## Source data:
____

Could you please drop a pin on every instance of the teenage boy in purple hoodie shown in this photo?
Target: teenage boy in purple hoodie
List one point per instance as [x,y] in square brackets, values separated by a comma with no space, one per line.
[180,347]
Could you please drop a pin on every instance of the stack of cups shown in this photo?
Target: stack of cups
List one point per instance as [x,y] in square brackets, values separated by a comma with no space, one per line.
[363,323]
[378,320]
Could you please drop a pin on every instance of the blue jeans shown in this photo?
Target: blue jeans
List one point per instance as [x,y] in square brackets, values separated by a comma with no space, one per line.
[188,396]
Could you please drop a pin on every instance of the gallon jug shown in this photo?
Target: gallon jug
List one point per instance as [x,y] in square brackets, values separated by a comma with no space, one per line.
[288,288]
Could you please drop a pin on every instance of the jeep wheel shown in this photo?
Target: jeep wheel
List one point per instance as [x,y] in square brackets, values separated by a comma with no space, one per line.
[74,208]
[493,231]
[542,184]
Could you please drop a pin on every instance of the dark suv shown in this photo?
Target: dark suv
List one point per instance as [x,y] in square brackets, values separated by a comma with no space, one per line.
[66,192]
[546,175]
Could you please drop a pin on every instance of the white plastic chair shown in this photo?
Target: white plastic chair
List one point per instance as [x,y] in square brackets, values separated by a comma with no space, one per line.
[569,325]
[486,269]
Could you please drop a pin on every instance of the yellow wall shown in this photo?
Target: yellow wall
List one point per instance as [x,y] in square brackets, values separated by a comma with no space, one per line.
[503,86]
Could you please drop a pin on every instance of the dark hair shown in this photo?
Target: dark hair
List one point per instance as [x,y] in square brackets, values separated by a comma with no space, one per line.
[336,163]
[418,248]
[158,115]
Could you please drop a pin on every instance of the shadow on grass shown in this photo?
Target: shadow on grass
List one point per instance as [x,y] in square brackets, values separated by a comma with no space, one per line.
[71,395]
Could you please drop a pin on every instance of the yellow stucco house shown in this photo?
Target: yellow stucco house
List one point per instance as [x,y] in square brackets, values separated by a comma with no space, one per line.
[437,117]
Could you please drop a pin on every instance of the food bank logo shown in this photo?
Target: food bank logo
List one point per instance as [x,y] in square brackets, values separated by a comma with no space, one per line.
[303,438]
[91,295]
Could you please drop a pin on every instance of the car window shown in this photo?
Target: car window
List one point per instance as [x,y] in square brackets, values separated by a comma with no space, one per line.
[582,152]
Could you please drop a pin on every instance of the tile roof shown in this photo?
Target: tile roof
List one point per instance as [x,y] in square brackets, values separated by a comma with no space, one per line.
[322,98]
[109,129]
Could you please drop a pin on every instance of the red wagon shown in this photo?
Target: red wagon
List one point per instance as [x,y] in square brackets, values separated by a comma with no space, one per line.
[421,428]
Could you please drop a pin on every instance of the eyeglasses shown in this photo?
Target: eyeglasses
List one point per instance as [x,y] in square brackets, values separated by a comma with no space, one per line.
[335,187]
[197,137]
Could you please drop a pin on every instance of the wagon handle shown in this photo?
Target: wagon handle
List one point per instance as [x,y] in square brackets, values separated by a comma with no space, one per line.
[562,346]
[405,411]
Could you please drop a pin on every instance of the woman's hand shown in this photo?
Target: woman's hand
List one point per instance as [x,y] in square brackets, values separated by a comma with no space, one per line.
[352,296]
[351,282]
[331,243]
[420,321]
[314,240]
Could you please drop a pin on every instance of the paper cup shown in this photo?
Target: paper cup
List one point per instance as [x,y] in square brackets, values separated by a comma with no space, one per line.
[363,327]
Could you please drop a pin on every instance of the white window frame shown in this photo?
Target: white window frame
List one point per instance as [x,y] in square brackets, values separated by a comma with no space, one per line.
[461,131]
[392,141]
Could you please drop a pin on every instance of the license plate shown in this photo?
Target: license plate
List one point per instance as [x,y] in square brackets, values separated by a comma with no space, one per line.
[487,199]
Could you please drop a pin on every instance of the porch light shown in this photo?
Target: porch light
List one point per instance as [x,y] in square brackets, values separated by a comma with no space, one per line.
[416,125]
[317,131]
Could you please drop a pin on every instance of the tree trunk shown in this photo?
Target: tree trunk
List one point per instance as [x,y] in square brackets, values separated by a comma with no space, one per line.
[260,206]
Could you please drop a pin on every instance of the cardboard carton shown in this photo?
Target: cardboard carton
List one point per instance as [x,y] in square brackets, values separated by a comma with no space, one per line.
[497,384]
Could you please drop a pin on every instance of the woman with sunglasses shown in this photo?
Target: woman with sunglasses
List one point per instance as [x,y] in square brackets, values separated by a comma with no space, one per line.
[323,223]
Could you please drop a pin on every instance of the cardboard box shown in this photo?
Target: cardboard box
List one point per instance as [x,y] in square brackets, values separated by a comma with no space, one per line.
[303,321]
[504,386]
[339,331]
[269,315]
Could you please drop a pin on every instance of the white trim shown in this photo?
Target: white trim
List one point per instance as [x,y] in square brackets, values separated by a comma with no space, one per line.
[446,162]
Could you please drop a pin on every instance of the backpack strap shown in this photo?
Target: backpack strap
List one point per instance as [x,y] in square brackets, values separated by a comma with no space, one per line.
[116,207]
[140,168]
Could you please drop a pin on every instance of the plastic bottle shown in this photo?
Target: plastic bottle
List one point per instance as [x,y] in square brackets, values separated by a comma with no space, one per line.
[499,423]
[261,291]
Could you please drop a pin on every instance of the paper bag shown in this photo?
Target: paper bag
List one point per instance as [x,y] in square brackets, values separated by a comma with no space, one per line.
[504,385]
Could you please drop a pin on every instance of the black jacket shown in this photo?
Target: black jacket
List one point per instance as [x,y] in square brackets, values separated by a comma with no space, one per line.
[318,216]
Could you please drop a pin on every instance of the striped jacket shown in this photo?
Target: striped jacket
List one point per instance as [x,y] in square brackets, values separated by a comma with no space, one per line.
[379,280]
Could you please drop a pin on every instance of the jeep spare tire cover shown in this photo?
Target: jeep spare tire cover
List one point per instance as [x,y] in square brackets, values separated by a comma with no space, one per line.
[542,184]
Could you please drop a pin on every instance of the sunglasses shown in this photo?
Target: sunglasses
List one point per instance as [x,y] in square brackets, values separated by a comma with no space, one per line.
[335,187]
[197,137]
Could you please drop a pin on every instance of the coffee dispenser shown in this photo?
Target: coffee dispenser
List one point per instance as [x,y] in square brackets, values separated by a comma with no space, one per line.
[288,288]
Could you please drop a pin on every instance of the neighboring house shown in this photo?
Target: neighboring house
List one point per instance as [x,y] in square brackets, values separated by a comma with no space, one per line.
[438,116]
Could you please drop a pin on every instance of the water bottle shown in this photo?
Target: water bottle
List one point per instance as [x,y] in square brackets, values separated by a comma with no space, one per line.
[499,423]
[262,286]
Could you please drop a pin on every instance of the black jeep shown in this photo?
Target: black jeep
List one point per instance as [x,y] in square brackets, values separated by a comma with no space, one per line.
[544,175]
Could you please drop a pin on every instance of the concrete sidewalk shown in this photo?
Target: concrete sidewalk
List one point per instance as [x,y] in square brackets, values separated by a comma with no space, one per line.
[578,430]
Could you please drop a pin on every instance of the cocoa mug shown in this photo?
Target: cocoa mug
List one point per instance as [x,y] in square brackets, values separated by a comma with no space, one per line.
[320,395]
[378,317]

____

## WRITTEN REQUEST:
Without changing a word, restate the whole listing.

## EXERCISE RESPONSE:
Could you please drop a pin on every instance of the teenage boy in purple hoodie shown in this photo?
Target: teenage boy in purple hoodie
List one point per instance as [x,y] in square brackets, values separated by a comma with no space, one per line.
[180,347]
Could you please drop a pin on every instance of the stack of cups shown in this photo?
Target: stack of cups
List one point per instance as [x,y] in square brackets, values separated by a comma with no space, one per line.
[363,323]
[378,320]
Could you please drop a pin on every instance of the blue jeans shown in this photo?
Target: blue jeans
List one point per instance as [x,y] in square brackets, values separated by a comma with no space, one per line.
[188,396]
Could you please drop a pin on every instance of the gallon jug shown in this photo?
Target: gallon jug
List one point per instance as [x,y] in square brackets, values separated by a comma with no space, one per line.
[288,288]
Could you please drop a pin on every instance of the jeep wheel shown in this photo?
Target: jeep wheel
List one point per instance as [x,y] in square brackets, values separated by a comma with no space, one per line.
[74,208]
[493,231]
[542,184]
Could you please drop a pin on every instance of the dark suv shown in this photo?
Target: dark suv
List one point per instance as [x,y] in square brackets, values separated by a comma with no space, one per line.
[66,192]
[546,175]
Could you please drop a pin on every instance of the white plastic chair shown in this photo?
Target: white plastic chair
List one point per instance as [x,y] in square brackets, values separated by a comma with no space, one per line.
[569,325]
[486,269]
Could you please drop a pin on every instance of the yellow wall shown in this photo?
Target: yellow wall
List one point per instance as [x,y] in square brackets, values separated by a comma with no space, one per line.
[503,86]
Could you please drop a pin on every instance of the dark hair shown in this photo?
Target: dark hair
List one point per instance as [x,y] in square brackets, values separated by a comma with no space, one per line.
[336,163]
[418,248]
[158,115]
Could you please drop a pin on every instance of the shadow on grass shown in this photo?
Target: shadow on grass
List one point per instance as [x,y] in square brackets, values separated by a comma with no space, one per line.
[71,395]
Could you please drop a pin on every instance of the yellow stucco house shown in this photo?
Target: yellow stucco house
List one point per instance as [x,y] in square brackets, values separated by a comma with no space, one per line.
[437,117]
Could you please drop a pin on every instance of the food bank logo shown in this photo?
Target: food bank logo
List one point per instance as [x,y] in square brackets, values separated by a comma with no space, one per line.
[303,438]
[91,295]
Could you please drop a pin on every instance of the car window shown in this photo?
Target: car window
List one point per instance as [x,y] in square brackets, values separated by a comma with no space, one per line.
[582,152]
Could you please drop a pin on every instance of the tile roof shown in this photo?
Target: tile roof
List one point per instance as [x,y] in square brackets, values separated by a comma with no space, one per line.
[322,98]
[109,129]
Could you please drop a pin on every instance of the red wagon shown in this photo?
Target: red wagon
List one point per instance as [x,y] in square brackets, values separated by a comma with no space, one per line.
[421,428]
Could you please drop a pin on every instance of the eyeglasses shown in this photo?
Target: eyeglasses
List one point per instance as [x,y] in square brackets, values separated by a comma with no space, one per line.
[335,187]
[197,137]
Could you please drop a pin on every instance of the wagon handle shown in this photo?
Target: wagon handle
List one point per instance as [x,y] in square brackets, values separated by a comma with no space, one per line.
[562,346]
[405,411]
Could you please drop a pin on every instance of the woman's hand shown in this photo?
Target: woman's hand
List one point per instance as [x,y] in square brackets, values separated by a comma with no space, one per line.
[352,296]
[351,282]
[331,243]
[420,321]
[314,240]
Could you please drop a pin on every instance of the paper cup shown in this photo?
Target: paper cup
List one point per instance as [x,y] in square brackets, values separated by a comma with no space, one per line.
[363,327]
Could you please drop a pin on every instance of the white window frame shown in this photo?
Target: white window frame
List one point per instance as [x,y] in square brackets, values separated by a comma with no space, one per line.
[461,131]
[392,141]
Could you please drop a pin on every instance of the license plate shown in this photo?
Target: license plate
List one point per instance as [x,y] in square brackets, values separated by a comma with no space, one per line.
[487,199]
Could you please drop a pin on every instance of the porch light shown in this photo?
Target: porch light
List one point per instance as [x,y] in square brackets, values separated by a comma with no space, one per line.
[416,125]
[317,131]
Could you please drop a pin on every instance of the tree trunk shown in this photo?
Target: tree trunk
List one point per instance as [x,y] in square brackets, values separated by a comma with no space, one per line.
[260,206]
Could you please drop a pin on every instance of the cardboard carton shown in this photo?
Target: cardboard carton
List one point per instance as [x,y] in square brackets, values separated by a comma with no space, one per line.
[497,384]
Could you please drop a pin on every instance of the woman with sunglasses shown in this photo?
Target: woman with sunglasses
List one point per instance as [x,y] in square brackets, values separated by a comma with no space, one per line.
[323,223]
Could you please drop a pin on every instance of the cardboard box shown in this photo?
Target: cardboard box
List one point per instance as [x,y] in square brackets, values separated by a comma with no space, one per line.
[303,321]
[504,386]
[339,331]
[269,315]
Could you please drop a pin on every instance of the white trim shown in this photo?
Target: white trim
List one point per instance as [x,y] in square brackets, values separated by a comma with no space, one per line.
[446,162]
Could you please drop a pin on every instance of the backpack strap shown in this photo?
Target: backpack strap
List one point per instance as [x,y] in square brackets, values separated by a comma with no space, one per line.
[116,207]
[140,168]
Could you please drop a pin on every instance of the plastic bottle shown in this photo?
Target: plastic bottle
List one point per instance as [x,y] in square brackets, values separated by a comma with no space, one per line.
[499,423]
[261,291]
Could you please drop a pin on every instance of the paper bag shown in this photo?
Target: paper bag
List one point per instance as [x,y] in square brackets, values separated by a comma with no space, one per line.
[504,385]
Could you please drop a pin on every instance of the black jacket shown in this photo?
Target: black jacket
List one point per instance as [x,y] in square brackets, values separated by a comma with no space, one per line.
[318,216]
Could you please drop a pin on every instance of the striped jacket shown in this photo?
Target: striped jacket
List one point per instance as [x,y] in square brackets, values separated by a comma with no space, one per line.
[379,280]
Could you please drop a pin on every instance of the jeep spare tire cover shown in this photo?
Target: jeep spare tire cover
List one point per instance as [x,y] in square brackets, values separated by a comma with no space, one per line.
[542,184]
Could you please drop a pin on every instance of the sunglasses shown in this photo?
Target: sunglasses
List one point per instance as [x,y] in square brackets, values separated by a comma with no space, one per line.
[335,187]
[197,137]
Could you please drop a pin on every instance of the coffee dispenser shown in this photo?
Target: coffee dispenser
List one point per instance as [x,y] in square brackets, values separated by a comma with no space, one per line.
[288,288]
Could you please drop a pin on every instance of the neighboring house shown in this photo?
Target: neighboring house
List one point per instance as [x,y] in square brackets, values separated by a comma with no space, one per line.
[438,116]
Could you please drop a pin on every instance of the water bottle shown in this photo?
Target: water bottle
List one point per instance as [x,y] in square brackets, values separated by a comma with no space, one per line.
[499,423]
[262,286]
Could you please drop a pin on every instance of the black jeep shown in this photo?
Target: black jeep
List one point per instance as [x,y] in square brackets, values separated by a comma with no space, one per line.
[544,175]
Could you please drop a pin on every instance of the concrete sidewalk shown in this photo?
Target: concrete sidewalk
List one point per instance as [x,y] in square brackets, values separated by a comma with no space, one per line.
[578,430]
Could you please drop a pin on every instance of the cocoa mug shown in this photo?
Target: cocoa mug
List one point per instance as [x,y] in square brackets, values separated by a comma with no space, one per line.
[320,395]
[378,317]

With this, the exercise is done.